Collected data entries
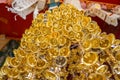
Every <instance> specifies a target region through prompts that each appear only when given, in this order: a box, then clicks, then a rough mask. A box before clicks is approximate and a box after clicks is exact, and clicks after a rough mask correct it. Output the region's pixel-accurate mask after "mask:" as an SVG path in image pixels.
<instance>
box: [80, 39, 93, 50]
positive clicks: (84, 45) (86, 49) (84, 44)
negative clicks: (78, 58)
mask: <svg viewBox="0 0 120 80" xmlns="http://www.w3.org/2000/svg"><path fill="white" fill-rule="evenodd" d="M82 46H83V48H84V49H85V50H89V49H90V48H91V47H92V44H91V41H90V40H85V41H84V42H83V44H82Z"/></svg>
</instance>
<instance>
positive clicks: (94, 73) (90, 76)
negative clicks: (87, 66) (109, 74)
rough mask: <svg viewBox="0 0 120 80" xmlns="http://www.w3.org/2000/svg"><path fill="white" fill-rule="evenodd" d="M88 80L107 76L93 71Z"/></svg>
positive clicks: (89, 75)
mask: <svg viewBox="0 0 120 80" xmlns="http://www.w3.org/2000/svg"><path fill="white" fill-rule="evenodd" d="M88 80H106V78H105V76H104V75H102V74H99V73H91V74H90V75H89V77H88Z"/></svg>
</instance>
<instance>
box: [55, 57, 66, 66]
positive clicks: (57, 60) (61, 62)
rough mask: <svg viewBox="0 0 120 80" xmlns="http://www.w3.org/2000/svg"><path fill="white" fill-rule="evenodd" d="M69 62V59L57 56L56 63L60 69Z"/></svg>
mask: <svg viewBox="0 0 120 80" xmlns="http://www.w3.org/2000/svg"><path fill="white" fill-rule="evenodd" d="M66 62H67V59H66V58H65V57H64V56H57V57H56V59H55V63H56V65H57V66H59V67H63V66H64V65H65V64H66Z"/></svg>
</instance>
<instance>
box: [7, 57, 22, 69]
mask: <svg viewBox="0 0 120 80" xmlns="http://www.w3.org/2000/svg"><path fill="white" fill-rule="evenodd" d="M20 62H21V61H20V60H18V59H17V58H16V57H13V58H11V59H10V63H9V64H10V65H11V66H12V67H18V66H19V65H20Z"/></svg>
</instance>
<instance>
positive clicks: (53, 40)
mask: <svg viewBox="0 0 120 80" xmlns="http://www.w3.org/2000/svg"><path fill="white" fill-rule="evenodd" d="M57 45H58V40H57V39H56V38H51V39H50V46H57Z"/></svg>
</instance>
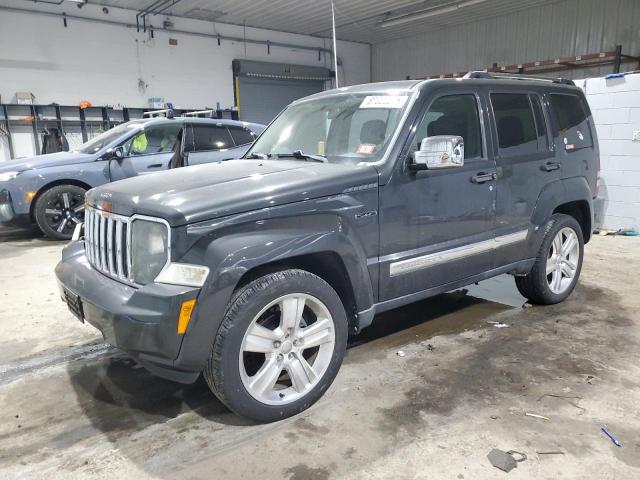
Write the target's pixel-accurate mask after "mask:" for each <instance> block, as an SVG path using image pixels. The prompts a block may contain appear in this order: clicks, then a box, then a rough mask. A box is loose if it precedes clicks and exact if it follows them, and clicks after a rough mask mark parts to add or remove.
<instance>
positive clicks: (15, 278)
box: [0, 229, 640, 480]
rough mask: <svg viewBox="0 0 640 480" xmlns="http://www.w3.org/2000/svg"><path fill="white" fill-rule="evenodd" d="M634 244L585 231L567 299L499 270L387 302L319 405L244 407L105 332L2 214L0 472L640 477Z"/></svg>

● **To do**
Show each line of the material that contains the string "pixels". Case counts.

● **Result**
Every <instance> specifies a target region through prompts that each appear only when given, in this order: a box, then clicks, then a rough mask. A box before clicks is approximate and a box after clicks is exact, and clicks after a rough mask correct it. Output the region's pixel-accurate mask after "mask:" as an SVG path in image pixels.
Write the target's pixel-accurate mask after "mask:" for each <instance> block, as an SVG path using image pixels. The prompts a block may contain appear in this order: clicks, then a box, then a rough mask. A box is loose if it precedes clicks and exact if it follows them, and clicks after a rough mask mark parts to add or remove.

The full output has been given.